▸ TEXTO DO EXERCÍCIO

Minha mãe passou a ser minha amiga também. Começamos a sair juntas. Apresentei a ela os prazeres da culinária japonesa, passei a convidá-la a ir comigo ver uma amiga cantora se apresentar em shoppings ou eventos na praia. Quando algum garoto bonito passava, ela perguntava: “Não viu o garoto bonito te olhando, não?”. Era engraçado ver minha mãe me enxergando como uma adolescente.
Nossos últimos anos foram incríveis, apesar da doença dela. Viajou com amigas, foi a festas comigo. Ficávamos em casa juntas, conversando, nos conhecendo como Erani e Djamila. Era como se minha mãe tivesse entendido que eu tinha maturidade para tomar decisões, que ela não precisava mais se preocupar comigo a ponto de me proibir de sair. Talvez a minha compreensão a tenha feito entender que sua missão comigo estava cumprida, que teria valido a pena todos os anos de rigidez, que ela poderia morrer em paz, então seria importante desfrutarmos da companhia uma da outra como amigas, por prazer e não por obrigação.

▸ DADOS FORNECIDOS

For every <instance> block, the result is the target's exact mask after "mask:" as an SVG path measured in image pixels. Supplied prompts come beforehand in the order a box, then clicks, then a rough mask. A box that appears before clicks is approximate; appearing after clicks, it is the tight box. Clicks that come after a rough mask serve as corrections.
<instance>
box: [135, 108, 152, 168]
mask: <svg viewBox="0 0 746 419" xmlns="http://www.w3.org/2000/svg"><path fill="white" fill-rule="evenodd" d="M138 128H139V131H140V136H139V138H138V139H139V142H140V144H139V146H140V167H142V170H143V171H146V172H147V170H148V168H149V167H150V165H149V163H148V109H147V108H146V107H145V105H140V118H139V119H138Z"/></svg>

▸ TAREFAS PROPOSTAS
**a.** Devolva o trecho do relato sobre a mãe entre "Minha mãe passou" e "como uma adolescente.", inclusive, sem mudar nada.
**b.** Responda com base no relato sobre a mãe:
(i) Que culinária a narradora apresentou à mãe?
(ii) Onde a amiga cantora se apresentava?
(iii) Com quem a mãe viajou?
**c.** Prossiga o relato sobre a mãe a partir da última frase.
A listagem não tem função nenhuma aqui.

▸ RESPOSTAS
**a.**
Minha mãe passou a ser minha amiga também. Começamos a sair juntas. Apresentei a ela os prazeres da culinária japonesa, passei a convidá-la a ir comigo ver uma amiga cantora se apresentar em shoppings ou eventos na praia. Quando algum garoto bonito passava, ela perguntava: “Não viu o garoto bonito te olhando, não?”. Era engraçado ver minha mãe me enxergando como uma adolescente.

**b.**
(i) A culinária japonesa.
(ii) Em shoppings ou eventos na praia.
(iii) Com amigas.

**c.**
Aos dezenove anos, me apaixonei perdidamente por um rapaz que conheci no trabalho, vó, e ela foi uma das primeiras pessoas a saber. No dia que ele foi me buscar em casa para irmos ao cinema, ela o recebeu com alegria. Ficou, aliás, mais apaixonada por ele do que eu, sobretudo quando soube que ele era messiânico e havia se oferecido para ministrar nela o johrei, um tipo de passe daquela religião. Ela não se opôs quando eu, por influência dele, passei a frequentar a igreja messiânica, e me perguntava sempre quando o veria de novo — coisa que eu quase não respondia, porque não queria dizer que a família dele, descendente de japoneses, se opunha ao nosso relacionamento.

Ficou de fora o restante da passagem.